TASK OBJECTIVE -
According to the travel passage below, on what date did the war end?

QUOTED PASSAGE -
************
Slightly inland, you can skip Killnochchi as the iconic fallen water tower that was there has now been cleared and head straight for Puthukkudiyiruppu to see for yourself the massive memorial that has been erected on a platform at the end of a footbridge in the middle of a lake. Assertively named “Conquest”, it was built within six months of the war ending.

The war began on 23 July 1983 and ended on 18 May 2009 at Mullaittivu, where the A35 turns into the A34 road between a lagoon and the ocean. Here, an estimated 100,000 Tamil civilians had become trapped in rebel territory and suffered shelling from government forces before they were freed to cross the causeway that still has soldiers hiding in sandbagged dugouts at the south end. When LTTE leader Vellupillai Prabhakaran was killed on a neighbouring beach, the government was able to announce that the Sri Lankan lions had finally wiped out the Tamil Tigers.

There was no peace settlement, little active community reconciliation, and since then a concerted attempt at government imposed forgetfulness. War graves and statues commemorating the LTTE have been removed; these symbols of government victory are all that there is. One can only hope that the Tamil people are allowed to hold their dignity and their place in the nation in the face of some efficient mythologising by the government that is visible in the sites along this route.

Beautiful golden beaches, lapped gently by the blue sea, run for miles along here without a single hotel in sight. There is just an army welfare cafe, which serves a decent lunch. With no airport in the north, and tourists apprehensive or ignorant about what they might find in the former battlefields, few came here even before the 2019 bombings. Yet this is not only a place to get insight into Tamil culture and to understand the horrors of the civil war, it is also a paradise waiting to happen.

The Quiet Golden Beaches of the East

It is 230km from Jaffna to the east coast hub of Trincomalee, which the LTTE hoped to include in a separatist Tamil state. There are tiny fishing villages, empty beaches and occasional lagoons all the way along the peaceful shoreline. This does have an airport – Cinnamon Air fly here in cute planes – so there are more tourists and facilities than in the north, though nowhere near as many as the major routes of the west and the south.

Just above Trinco, as it is known, is Pigeon Island, popular for snorkelling, and a small reef for basic scuba diving. There is also whale-watching and fishing in the sea and the lagoon. But the real attractions are the golden beaches. The first you come to is the long straight line of Nilaveli, then the curve of the bay at Uppuveli all the way into town. Both are currently at about the perfect level of development: unspoiled but with enough facilities to make it fun and easy for travellers. There is a sprinkling of bars and restaurants and guest houses as well as diving centres, all of which are heavily advertised on billboards along the road, set back some way from the coast. There are loads of colourful fishing boats pulled onto the sand, and there is also an ATM.
************
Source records
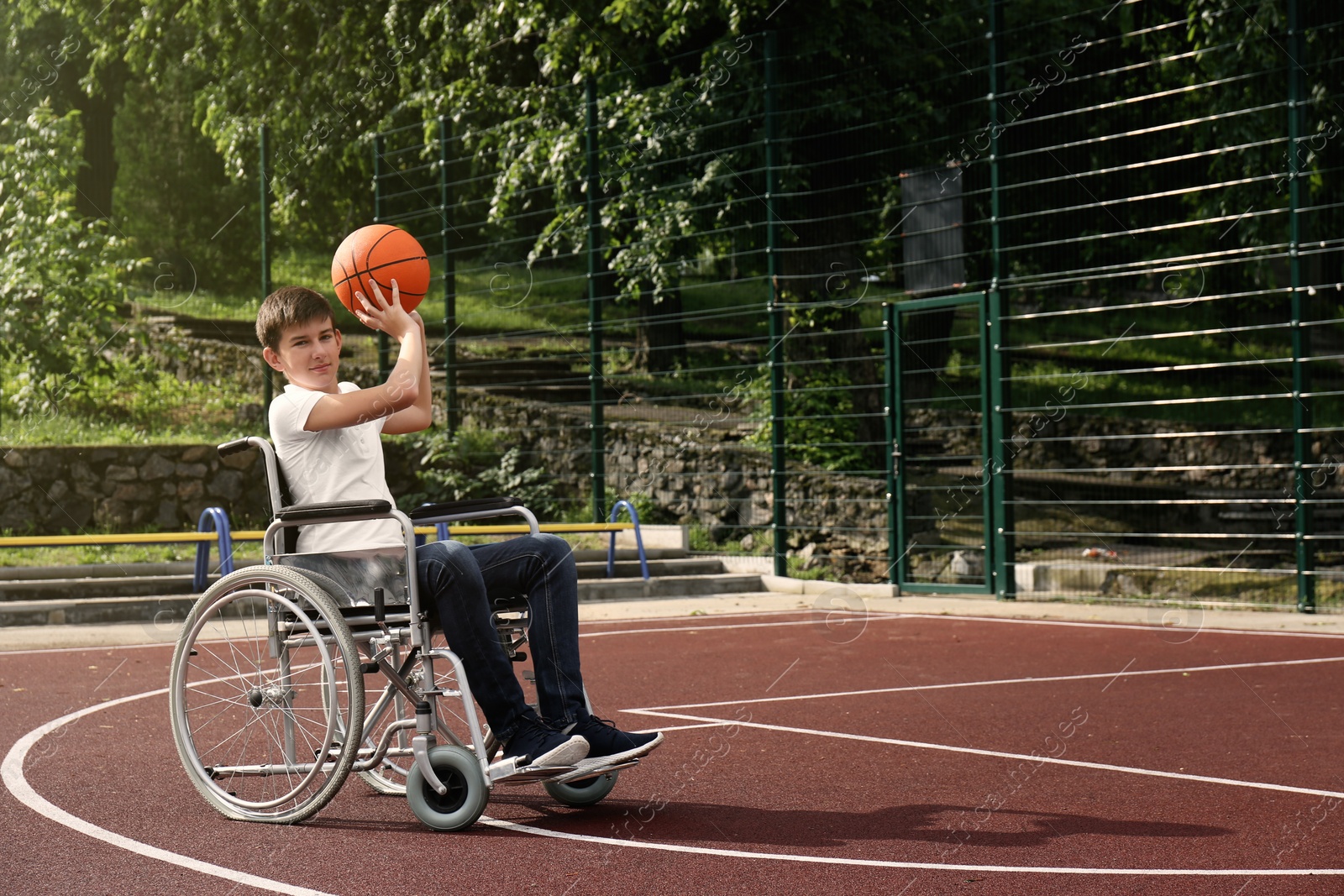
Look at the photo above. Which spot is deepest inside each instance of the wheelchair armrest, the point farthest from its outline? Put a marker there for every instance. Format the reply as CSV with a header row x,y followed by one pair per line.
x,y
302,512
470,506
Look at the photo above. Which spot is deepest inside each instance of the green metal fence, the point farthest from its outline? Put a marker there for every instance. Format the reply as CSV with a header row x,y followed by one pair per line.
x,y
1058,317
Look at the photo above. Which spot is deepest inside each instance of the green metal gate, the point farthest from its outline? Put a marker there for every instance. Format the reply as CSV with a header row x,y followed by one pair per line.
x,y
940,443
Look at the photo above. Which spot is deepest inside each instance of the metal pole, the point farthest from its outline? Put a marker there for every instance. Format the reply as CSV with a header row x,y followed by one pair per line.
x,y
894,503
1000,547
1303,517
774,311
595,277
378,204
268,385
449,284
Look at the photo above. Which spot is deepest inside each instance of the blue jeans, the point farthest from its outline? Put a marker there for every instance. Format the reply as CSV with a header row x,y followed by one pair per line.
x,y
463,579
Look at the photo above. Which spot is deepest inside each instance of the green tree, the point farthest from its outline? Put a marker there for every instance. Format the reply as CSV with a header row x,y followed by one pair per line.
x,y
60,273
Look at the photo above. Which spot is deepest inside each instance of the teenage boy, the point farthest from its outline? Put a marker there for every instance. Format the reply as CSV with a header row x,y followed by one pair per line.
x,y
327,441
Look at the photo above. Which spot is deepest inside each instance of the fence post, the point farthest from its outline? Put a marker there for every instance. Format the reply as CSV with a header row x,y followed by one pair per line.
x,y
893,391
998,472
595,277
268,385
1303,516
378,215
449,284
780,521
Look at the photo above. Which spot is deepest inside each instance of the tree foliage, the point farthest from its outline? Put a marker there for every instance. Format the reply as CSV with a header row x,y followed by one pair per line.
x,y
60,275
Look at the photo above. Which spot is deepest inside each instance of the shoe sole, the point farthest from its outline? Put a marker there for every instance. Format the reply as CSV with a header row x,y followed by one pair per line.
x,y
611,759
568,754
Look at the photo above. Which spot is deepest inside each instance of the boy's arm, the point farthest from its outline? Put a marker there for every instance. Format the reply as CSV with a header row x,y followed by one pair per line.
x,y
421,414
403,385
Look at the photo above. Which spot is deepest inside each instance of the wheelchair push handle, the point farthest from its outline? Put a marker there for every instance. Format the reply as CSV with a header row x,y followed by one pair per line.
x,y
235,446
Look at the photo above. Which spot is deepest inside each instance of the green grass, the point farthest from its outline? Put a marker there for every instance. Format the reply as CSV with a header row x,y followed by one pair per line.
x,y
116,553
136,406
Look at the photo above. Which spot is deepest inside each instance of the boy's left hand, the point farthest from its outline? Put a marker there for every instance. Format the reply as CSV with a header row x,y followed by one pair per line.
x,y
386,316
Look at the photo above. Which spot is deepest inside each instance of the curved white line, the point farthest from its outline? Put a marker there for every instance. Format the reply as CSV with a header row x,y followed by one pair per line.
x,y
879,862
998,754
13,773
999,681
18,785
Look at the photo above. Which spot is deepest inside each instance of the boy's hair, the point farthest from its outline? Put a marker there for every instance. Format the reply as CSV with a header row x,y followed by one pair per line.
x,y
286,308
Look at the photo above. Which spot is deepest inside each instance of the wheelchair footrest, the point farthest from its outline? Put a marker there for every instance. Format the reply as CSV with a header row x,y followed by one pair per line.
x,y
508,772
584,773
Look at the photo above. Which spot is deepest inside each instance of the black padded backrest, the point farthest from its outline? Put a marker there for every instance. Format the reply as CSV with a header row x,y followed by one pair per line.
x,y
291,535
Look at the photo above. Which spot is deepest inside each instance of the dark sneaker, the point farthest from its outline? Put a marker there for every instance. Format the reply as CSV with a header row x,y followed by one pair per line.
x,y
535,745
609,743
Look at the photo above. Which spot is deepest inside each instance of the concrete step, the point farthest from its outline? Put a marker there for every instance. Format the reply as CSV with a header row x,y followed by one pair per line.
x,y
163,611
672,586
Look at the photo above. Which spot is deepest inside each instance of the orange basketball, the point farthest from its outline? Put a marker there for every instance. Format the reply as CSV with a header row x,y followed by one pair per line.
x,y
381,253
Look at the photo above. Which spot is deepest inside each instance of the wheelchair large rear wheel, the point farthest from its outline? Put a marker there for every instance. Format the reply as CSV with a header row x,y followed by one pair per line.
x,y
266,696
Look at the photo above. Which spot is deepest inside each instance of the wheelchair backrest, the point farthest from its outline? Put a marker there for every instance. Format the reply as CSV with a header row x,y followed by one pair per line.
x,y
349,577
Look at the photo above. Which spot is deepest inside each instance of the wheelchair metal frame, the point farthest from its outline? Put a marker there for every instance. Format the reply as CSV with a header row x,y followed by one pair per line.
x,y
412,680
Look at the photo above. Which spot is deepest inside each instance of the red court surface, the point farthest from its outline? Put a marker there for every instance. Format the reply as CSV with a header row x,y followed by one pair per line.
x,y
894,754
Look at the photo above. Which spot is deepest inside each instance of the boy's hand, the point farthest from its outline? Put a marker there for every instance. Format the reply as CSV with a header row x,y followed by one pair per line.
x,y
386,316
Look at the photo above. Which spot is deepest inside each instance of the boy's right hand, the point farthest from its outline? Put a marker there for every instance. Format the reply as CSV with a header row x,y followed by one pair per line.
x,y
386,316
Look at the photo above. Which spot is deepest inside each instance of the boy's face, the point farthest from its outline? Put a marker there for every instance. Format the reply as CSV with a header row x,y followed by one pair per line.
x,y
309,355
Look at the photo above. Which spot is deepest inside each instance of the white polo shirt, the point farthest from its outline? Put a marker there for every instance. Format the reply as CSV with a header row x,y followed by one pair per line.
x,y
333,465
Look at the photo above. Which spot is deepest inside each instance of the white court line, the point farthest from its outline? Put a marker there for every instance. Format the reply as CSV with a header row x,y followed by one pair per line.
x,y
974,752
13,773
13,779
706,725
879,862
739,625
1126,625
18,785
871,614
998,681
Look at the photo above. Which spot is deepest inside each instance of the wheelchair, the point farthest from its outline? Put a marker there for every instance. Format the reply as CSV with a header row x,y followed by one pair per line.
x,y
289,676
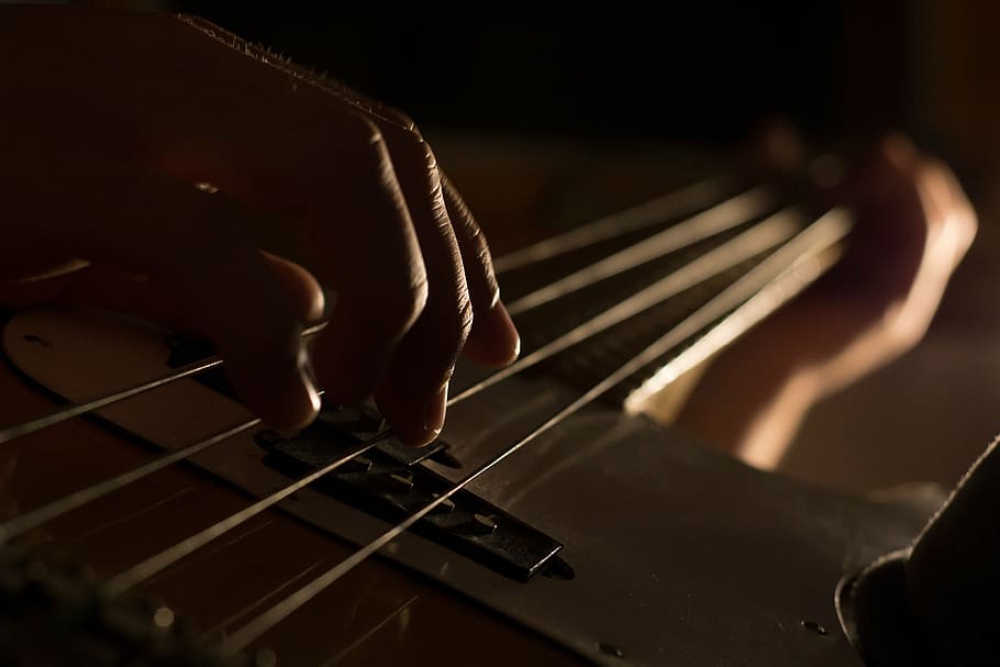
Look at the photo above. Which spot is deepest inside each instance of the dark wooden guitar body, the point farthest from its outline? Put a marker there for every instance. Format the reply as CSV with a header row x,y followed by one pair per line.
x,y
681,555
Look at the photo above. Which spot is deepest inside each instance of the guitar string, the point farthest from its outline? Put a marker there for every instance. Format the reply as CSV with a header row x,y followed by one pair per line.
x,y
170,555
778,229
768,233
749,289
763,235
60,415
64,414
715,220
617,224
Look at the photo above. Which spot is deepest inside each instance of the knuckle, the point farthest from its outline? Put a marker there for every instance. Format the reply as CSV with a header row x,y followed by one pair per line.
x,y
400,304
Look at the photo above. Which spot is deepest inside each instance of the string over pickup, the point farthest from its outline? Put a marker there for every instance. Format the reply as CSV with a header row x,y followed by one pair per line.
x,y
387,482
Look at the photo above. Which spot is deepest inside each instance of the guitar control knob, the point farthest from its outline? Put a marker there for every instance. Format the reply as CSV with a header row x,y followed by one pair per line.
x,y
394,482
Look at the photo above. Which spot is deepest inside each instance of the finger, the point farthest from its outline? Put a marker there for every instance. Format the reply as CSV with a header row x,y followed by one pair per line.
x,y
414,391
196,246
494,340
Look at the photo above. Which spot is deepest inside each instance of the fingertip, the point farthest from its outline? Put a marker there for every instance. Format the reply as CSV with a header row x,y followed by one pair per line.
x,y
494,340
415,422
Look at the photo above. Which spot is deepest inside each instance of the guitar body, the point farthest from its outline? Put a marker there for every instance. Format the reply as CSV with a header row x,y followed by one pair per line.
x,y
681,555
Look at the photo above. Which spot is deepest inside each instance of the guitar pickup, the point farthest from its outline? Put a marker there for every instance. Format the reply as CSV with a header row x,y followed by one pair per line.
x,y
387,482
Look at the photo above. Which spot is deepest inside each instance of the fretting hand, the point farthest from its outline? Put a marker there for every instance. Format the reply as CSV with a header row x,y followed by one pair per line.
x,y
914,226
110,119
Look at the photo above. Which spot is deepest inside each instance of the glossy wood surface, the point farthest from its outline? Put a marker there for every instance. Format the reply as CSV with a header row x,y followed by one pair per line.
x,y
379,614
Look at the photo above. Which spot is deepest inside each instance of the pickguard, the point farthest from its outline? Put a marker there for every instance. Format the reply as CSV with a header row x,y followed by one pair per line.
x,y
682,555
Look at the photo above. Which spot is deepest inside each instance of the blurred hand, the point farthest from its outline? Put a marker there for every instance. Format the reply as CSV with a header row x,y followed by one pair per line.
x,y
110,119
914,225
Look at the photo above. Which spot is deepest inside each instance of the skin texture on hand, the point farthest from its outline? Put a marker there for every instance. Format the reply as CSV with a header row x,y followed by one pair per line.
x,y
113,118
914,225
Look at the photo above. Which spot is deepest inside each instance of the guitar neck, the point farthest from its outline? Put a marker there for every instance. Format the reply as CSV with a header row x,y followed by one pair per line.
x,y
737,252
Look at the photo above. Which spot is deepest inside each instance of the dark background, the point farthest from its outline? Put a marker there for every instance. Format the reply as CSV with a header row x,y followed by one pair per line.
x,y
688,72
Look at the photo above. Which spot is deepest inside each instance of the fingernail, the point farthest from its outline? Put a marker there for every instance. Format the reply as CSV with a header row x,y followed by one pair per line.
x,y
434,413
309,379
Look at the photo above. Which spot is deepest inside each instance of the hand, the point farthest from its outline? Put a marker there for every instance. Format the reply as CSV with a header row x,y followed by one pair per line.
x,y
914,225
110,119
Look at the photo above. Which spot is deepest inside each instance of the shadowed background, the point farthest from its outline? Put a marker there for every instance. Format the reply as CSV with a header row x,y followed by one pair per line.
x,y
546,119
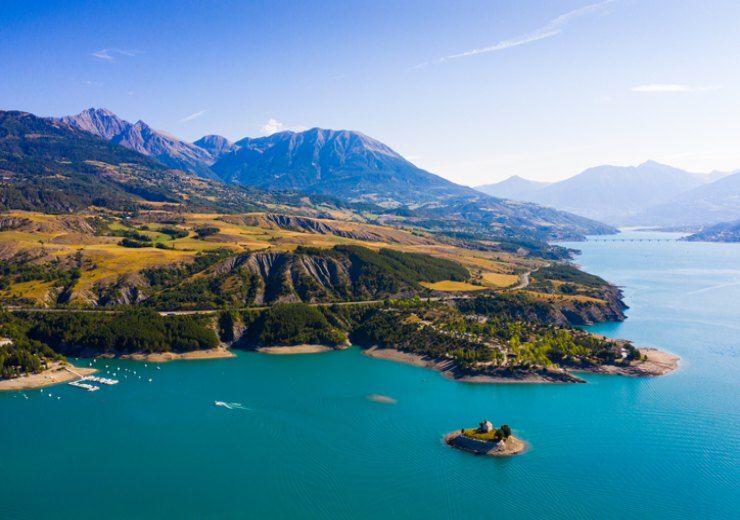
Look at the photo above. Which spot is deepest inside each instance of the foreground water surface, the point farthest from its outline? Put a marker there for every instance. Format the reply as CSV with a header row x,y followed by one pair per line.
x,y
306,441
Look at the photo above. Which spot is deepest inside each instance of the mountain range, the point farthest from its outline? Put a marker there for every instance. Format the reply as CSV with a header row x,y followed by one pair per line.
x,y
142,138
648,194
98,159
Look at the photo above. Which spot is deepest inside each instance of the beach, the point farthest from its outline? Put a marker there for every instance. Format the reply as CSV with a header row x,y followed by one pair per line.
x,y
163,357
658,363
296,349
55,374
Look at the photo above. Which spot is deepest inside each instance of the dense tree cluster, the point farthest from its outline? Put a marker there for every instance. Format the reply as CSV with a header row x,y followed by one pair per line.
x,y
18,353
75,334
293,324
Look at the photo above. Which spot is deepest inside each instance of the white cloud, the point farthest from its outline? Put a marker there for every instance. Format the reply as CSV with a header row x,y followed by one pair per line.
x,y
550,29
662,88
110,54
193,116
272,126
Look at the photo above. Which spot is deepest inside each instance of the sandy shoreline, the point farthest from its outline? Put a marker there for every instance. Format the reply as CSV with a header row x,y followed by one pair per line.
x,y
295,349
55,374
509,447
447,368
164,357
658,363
************
ANSWER AREA -
18 May 2009